PROBLEM REQUIREMENTS: Among the following entries, how many lines hold the string "post"? State only the number.

Data extracted from a collection:
===
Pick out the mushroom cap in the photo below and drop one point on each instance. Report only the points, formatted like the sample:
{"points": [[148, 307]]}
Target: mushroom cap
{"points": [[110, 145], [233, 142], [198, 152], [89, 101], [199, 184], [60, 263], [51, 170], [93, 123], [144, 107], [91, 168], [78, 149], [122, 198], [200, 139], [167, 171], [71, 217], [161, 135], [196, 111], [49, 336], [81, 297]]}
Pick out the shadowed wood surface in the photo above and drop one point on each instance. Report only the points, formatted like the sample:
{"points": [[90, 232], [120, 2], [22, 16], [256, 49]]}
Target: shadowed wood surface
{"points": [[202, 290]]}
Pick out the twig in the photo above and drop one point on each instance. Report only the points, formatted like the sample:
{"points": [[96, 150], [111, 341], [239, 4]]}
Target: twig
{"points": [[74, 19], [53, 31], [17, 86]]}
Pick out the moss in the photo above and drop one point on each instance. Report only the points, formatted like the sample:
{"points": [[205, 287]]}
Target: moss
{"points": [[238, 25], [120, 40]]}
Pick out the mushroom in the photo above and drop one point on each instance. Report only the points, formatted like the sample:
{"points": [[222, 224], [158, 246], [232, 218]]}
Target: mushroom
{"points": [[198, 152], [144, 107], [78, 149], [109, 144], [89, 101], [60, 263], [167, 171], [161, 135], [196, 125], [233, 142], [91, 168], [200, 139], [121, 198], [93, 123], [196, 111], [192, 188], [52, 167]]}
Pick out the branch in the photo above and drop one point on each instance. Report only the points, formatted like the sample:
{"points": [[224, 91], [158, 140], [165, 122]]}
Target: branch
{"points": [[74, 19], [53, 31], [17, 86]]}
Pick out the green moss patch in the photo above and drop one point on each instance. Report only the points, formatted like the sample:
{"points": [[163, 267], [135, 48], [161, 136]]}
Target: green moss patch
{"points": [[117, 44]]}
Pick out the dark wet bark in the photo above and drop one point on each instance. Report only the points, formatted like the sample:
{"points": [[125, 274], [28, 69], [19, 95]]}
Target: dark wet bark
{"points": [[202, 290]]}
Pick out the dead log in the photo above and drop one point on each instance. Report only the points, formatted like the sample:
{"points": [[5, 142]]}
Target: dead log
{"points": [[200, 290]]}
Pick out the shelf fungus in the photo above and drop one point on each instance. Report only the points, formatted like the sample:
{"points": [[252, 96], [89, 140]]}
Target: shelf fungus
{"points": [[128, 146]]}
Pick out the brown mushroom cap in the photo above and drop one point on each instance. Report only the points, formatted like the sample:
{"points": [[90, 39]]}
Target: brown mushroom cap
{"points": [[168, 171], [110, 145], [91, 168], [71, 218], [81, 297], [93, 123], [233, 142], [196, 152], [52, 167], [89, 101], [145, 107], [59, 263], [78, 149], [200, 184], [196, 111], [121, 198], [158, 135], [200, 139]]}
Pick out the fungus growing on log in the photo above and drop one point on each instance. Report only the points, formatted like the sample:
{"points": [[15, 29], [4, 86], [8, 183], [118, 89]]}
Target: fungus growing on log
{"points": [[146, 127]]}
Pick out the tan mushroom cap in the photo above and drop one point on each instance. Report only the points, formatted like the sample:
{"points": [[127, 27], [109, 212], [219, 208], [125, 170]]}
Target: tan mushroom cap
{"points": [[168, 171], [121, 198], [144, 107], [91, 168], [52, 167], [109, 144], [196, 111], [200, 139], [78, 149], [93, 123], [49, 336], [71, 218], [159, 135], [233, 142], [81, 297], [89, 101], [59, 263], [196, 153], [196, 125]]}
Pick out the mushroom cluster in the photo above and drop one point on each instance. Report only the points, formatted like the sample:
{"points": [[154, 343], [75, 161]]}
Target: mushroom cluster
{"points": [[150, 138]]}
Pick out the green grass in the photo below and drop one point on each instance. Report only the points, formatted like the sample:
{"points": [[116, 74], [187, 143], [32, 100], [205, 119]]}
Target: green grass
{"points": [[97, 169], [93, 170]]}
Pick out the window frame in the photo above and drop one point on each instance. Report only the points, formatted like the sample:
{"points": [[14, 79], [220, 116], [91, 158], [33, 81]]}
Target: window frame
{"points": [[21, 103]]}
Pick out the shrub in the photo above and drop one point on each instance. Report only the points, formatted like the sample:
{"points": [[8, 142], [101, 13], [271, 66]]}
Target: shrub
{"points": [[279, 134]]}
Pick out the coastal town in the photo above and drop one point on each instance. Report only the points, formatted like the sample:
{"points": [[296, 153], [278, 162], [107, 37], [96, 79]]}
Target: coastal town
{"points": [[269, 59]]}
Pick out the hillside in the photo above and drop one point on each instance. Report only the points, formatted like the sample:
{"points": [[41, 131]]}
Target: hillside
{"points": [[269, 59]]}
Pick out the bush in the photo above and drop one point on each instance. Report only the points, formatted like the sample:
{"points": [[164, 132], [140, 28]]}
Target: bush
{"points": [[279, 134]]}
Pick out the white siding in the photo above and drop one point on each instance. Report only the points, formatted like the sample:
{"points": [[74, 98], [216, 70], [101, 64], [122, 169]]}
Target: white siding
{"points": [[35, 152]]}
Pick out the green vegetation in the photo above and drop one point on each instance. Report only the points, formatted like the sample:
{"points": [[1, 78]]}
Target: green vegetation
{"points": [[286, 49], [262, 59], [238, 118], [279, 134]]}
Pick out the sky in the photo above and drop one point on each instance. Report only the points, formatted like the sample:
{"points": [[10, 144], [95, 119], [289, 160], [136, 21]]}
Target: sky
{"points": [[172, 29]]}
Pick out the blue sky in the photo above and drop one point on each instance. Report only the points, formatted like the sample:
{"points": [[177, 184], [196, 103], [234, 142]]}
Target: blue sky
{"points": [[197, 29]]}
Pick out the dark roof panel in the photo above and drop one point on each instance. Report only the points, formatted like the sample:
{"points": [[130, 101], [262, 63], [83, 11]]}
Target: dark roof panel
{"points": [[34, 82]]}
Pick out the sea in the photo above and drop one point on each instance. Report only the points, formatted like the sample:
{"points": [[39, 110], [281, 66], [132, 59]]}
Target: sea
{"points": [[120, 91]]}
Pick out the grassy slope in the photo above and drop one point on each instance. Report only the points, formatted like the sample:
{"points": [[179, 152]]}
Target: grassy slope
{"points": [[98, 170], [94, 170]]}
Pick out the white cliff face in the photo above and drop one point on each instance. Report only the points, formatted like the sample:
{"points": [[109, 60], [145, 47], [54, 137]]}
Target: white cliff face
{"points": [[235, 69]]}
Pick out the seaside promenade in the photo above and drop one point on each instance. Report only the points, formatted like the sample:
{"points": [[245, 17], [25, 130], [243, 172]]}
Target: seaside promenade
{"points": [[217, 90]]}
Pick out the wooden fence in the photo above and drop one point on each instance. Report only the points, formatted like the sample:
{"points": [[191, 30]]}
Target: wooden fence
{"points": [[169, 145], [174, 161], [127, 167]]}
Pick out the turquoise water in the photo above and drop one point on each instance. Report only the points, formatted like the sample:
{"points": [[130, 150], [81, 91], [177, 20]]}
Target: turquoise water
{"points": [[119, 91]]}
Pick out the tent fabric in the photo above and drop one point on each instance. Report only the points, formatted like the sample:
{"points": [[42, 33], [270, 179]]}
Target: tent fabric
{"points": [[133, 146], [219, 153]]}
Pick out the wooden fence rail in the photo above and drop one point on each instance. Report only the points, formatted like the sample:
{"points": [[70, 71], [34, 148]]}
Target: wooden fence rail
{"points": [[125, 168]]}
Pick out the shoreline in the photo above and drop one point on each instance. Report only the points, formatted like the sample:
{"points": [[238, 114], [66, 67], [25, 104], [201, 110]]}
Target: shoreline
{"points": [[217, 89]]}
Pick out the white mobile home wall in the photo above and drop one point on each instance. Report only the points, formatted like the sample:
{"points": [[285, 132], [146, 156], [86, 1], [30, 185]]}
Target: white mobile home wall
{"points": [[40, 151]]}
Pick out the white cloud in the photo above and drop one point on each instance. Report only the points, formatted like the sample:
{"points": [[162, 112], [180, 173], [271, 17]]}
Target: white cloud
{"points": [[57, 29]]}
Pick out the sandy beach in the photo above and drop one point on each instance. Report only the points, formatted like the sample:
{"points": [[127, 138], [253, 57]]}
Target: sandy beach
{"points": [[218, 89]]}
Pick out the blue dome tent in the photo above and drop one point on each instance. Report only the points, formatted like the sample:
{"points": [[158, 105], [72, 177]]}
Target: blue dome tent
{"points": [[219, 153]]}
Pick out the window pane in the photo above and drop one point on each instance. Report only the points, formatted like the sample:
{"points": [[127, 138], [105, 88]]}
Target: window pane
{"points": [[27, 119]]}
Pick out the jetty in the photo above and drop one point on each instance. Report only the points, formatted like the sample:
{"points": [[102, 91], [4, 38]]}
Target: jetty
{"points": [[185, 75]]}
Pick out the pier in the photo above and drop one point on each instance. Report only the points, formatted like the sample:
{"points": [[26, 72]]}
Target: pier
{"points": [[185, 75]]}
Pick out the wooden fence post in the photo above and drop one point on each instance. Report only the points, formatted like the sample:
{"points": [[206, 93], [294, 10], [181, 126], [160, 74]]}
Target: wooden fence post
===
YOUR SOLUTION: 2